(Exercise task) Return every line of the records below that contains the string "wall", matching case exactly.

(Stored items from a collection)
[start]
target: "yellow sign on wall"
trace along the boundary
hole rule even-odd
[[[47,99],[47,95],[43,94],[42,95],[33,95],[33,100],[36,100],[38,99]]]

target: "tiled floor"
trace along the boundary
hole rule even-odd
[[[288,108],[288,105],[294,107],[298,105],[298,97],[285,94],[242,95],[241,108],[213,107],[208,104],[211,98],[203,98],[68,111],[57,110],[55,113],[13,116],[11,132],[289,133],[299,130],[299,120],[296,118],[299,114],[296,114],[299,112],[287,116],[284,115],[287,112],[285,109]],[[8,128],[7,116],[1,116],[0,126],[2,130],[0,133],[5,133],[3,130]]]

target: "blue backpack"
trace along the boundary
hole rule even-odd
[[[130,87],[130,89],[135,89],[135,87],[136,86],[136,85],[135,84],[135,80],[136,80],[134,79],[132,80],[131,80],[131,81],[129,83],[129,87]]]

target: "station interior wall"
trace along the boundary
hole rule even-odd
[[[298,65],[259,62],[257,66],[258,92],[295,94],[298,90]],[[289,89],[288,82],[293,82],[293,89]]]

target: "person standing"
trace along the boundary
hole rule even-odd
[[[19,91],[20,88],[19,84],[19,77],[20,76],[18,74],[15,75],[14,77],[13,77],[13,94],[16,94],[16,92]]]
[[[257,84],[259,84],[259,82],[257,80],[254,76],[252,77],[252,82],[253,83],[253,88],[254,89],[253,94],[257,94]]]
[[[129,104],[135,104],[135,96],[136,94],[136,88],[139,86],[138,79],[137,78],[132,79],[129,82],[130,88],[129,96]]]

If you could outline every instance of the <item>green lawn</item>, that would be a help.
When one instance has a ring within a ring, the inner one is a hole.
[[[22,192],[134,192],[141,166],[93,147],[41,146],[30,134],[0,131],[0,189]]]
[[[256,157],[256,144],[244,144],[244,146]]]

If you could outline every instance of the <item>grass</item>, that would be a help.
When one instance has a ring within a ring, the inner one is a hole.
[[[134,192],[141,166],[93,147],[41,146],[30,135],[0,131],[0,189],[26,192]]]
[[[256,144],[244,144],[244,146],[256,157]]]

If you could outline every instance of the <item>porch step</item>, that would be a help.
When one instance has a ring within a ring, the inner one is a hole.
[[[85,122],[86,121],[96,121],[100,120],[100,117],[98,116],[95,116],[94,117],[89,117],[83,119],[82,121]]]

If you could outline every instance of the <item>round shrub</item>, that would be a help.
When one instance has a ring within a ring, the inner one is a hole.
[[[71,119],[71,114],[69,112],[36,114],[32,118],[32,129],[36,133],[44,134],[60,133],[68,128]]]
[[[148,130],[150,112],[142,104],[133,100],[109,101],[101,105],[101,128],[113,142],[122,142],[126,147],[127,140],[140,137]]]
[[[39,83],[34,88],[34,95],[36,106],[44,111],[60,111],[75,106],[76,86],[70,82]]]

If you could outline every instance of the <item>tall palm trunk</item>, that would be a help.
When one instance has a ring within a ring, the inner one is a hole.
[end]
[start]
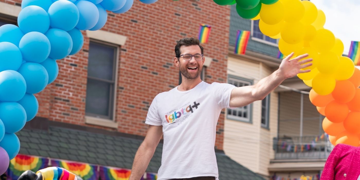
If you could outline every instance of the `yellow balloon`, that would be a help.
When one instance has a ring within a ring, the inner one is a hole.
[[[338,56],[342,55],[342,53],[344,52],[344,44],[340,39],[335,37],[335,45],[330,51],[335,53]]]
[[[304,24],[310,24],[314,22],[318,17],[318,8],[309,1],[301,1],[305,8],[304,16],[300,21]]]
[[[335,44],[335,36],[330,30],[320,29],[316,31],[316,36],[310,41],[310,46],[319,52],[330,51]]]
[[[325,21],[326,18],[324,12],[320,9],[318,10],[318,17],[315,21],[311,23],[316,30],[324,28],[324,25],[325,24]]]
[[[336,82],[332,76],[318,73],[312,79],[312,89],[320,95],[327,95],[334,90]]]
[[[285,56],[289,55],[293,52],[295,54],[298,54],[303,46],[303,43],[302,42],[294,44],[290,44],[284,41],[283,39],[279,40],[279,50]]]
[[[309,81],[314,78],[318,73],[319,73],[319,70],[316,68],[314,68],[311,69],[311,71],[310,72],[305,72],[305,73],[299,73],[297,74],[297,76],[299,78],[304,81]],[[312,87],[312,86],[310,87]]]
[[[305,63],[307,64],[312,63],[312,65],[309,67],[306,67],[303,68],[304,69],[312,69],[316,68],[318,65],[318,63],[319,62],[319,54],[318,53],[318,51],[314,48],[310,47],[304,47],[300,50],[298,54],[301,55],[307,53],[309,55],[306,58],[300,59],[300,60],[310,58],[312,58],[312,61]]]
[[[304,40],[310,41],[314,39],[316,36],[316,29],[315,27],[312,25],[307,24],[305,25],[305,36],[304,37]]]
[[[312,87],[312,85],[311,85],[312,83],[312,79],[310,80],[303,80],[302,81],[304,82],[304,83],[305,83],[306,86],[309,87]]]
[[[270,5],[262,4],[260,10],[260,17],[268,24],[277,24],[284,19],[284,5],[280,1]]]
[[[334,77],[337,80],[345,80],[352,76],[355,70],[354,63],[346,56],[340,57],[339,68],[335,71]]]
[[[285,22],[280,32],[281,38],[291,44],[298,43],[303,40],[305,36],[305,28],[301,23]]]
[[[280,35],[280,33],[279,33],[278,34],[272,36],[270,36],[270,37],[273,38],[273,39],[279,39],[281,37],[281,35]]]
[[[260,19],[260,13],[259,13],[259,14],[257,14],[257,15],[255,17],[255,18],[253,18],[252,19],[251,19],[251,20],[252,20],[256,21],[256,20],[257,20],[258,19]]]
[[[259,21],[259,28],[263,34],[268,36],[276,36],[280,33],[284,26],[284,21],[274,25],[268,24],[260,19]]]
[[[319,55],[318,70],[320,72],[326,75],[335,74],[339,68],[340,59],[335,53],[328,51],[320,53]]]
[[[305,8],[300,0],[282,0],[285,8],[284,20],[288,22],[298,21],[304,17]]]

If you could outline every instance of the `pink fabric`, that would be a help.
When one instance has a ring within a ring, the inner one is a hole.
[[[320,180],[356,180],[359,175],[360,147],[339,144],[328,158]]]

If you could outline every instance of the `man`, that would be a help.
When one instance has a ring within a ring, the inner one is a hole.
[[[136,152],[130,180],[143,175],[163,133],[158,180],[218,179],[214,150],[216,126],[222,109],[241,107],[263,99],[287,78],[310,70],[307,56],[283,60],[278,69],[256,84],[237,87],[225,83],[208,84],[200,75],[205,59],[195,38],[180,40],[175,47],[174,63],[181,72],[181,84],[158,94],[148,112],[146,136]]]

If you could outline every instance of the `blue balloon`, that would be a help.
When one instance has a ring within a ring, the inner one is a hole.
[end]
(Response to the task)
target: "yellow sign on wall"
target: "station interior wall"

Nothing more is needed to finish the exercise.